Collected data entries

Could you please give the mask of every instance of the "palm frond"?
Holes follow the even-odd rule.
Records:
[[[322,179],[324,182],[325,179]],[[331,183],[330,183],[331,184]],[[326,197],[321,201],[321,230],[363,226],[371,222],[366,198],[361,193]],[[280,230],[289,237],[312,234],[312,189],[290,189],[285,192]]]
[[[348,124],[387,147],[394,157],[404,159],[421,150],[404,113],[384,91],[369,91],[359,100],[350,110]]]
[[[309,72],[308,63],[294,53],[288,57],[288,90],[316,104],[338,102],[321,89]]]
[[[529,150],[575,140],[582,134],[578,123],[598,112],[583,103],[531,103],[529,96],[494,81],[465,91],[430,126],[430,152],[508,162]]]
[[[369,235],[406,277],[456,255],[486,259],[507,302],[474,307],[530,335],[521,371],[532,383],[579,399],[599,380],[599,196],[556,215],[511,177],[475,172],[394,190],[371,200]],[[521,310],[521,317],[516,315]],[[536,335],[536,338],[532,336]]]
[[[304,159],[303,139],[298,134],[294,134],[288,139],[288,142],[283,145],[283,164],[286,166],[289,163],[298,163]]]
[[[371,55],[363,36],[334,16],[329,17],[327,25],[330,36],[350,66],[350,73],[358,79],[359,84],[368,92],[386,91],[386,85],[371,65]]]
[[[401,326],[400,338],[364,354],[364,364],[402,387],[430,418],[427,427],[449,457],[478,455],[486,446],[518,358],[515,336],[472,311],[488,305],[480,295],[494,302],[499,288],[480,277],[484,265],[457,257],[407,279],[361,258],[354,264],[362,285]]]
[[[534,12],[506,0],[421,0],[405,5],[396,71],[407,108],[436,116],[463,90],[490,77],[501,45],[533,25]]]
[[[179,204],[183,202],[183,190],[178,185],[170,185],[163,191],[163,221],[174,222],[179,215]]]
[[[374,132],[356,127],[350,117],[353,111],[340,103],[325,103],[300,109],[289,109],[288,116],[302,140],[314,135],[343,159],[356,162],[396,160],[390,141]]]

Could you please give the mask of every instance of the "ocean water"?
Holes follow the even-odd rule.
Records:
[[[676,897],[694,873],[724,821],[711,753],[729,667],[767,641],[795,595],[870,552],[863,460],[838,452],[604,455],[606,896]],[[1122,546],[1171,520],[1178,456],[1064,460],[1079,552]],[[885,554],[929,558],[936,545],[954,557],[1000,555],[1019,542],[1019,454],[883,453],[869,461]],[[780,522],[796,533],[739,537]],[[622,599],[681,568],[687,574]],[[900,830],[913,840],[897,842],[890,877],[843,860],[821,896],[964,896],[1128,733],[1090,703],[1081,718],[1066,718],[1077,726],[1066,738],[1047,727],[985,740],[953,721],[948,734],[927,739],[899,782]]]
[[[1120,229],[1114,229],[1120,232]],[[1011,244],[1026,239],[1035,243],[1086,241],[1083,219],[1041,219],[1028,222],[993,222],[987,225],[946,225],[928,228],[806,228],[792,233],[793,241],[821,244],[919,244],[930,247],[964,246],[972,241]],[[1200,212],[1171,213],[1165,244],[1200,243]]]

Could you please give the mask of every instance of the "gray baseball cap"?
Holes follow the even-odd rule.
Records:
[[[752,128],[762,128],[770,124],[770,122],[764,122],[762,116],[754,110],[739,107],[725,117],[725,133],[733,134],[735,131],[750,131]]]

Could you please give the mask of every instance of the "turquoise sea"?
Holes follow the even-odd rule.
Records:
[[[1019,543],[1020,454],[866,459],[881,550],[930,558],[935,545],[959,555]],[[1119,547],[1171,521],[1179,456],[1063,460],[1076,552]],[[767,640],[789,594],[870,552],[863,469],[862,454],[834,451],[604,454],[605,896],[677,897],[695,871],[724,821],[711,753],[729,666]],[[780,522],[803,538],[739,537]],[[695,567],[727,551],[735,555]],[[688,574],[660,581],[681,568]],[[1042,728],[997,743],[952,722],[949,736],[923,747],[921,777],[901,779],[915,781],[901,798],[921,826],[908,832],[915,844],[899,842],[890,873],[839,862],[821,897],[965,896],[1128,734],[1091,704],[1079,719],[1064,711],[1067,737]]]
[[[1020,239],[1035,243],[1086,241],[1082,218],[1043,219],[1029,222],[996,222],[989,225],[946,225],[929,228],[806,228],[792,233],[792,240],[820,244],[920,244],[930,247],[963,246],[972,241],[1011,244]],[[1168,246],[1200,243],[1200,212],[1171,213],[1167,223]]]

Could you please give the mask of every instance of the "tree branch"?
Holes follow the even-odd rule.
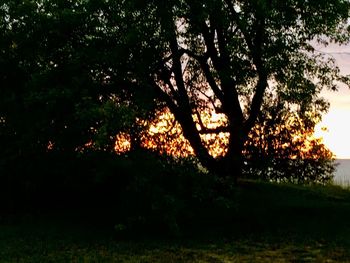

--- WHAT YOU SHOULD DO ---
For the word "mask", tally the lines of the entries in which it appears and give the total alone.

--- RESPONSE TO THIS TASK ---
5